[Begin EXERCISE MATERIALS]

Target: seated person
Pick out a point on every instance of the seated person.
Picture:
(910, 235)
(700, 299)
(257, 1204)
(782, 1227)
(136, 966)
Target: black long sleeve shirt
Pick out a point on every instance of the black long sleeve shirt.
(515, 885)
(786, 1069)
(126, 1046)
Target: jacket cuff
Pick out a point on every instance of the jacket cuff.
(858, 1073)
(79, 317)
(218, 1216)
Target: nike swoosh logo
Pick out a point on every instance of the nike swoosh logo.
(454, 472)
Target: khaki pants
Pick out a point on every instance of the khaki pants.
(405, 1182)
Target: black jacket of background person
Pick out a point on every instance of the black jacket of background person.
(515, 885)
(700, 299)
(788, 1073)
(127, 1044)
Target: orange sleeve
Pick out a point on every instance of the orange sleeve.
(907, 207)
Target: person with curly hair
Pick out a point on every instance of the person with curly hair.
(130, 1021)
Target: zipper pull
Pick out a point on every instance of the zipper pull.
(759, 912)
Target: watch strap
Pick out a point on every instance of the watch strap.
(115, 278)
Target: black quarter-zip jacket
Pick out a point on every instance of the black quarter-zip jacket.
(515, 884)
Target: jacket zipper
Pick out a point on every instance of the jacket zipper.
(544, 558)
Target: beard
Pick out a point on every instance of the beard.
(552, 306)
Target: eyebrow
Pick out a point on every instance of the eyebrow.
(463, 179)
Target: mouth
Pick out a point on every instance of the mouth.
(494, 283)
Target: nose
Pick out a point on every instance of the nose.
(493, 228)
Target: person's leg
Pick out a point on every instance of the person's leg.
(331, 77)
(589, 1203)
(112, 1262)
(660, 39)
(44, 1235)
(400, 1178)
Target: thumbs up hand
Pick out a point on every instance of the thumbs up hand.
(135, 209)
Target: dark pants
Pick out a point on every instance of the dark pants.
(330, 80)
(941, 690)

[End EXERCISE MATERIALS]

DIRECTION
Write out every line of the data from the line with "Target: beard" up to and including the last line, multiplying each coordinate in the points by 2.3 and rounding to a whole number, with halves rounded up.

RESPONSE
Target: beard
Pick out a point on every instance of the beard.
(1270, 704)
Target: eyebrow
Pick out a point on every instance of the eyebrow.
(1065, 412)
Target: mouth
Pick out a point on every instance of the mouth.
(1136, 651)
Target: nose
Pick out a point on every instance of the nose.
(1134, 524)
Target: person's leg
Pick out a point on every instance of the person's leg.
(761, 177)
(1355, 2767)
(258, 2903)
(1518, 90)
(101, 2841)
(920, 2709)
Target: thumbs up hand
Pick out a point on every instance of the thumbs up hand.
(311, 481)
Target: dark pants
Pick out a point on every instance of the dark pants.
(759, 184)
(2164, 1587)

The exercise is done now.